Below are records to write out exactly; drop the pictures when you do.

——

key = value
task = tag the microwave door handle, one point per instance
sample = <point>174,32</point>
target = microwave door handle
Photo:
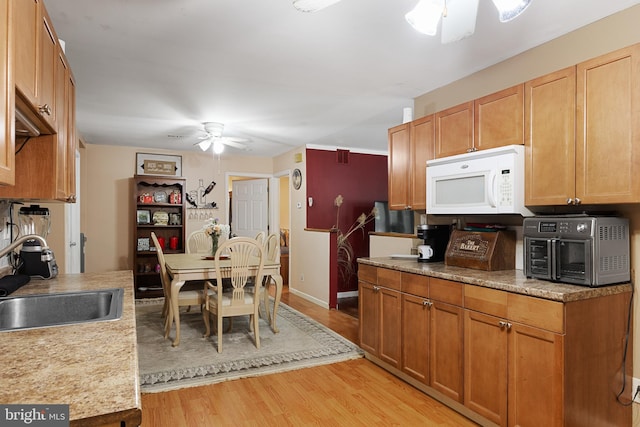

——

**Answer for this exercise**
key = value
task = tag the microwave door handle, one point per instance
sample = <point>174,32</point>
target = microwave door handle
Photo:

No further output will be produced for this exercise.